What this task involves
Count the lines of the records that contain the string "branch", matching letter case exactly, and reply with the number only.
#### Data supplied ####
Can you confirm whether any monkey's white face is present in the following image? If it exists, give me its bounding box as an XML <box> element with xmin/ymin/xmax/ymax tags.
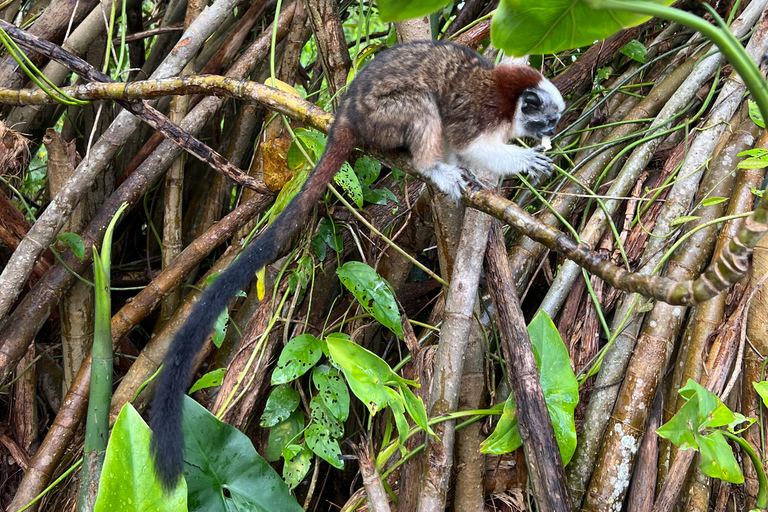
<box><xmin>513</xmin><ymin>80</ymin><xmax>565</xmax><ymax>140</ymax></box>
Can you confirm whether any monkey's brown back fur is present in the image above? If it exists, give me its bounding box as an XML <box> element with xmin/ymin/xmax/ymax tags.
<box><xmin>336</xmin><ymin>41</ymin><xmax>542</xmax><ymax>157</ymax></box>
<box><xmin>150</xmin><ymin>42</ymin><xmax>542</xmax><ymax>489</ymax></box>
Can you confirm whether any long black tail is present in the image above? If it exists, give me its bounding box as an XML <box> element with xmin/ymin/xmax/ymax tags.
<box><xmin>149</xmin><ymin>125</ymin><xmax>356</xmax><ymax>488</ymax></box>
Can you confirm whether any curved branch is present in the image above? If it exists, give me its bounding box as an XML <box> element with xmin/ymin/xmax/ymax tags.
<box><xmin>0</xmin><ymin>75</ymin><xmax>768</xmax><ymax>305</ymax></box>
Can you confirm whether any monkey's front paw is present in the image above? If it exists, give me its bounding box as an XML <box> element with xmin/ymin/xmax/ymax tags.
<box><xmin>461</xmin><ymin>168</ymin><xmax>488</xmax><ymax>191</ymax></box>
<box><xmin>526</xmin><ymin>146</ymin><xmax>555</xmax><ymax>182</ymax></box>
####
The answer
1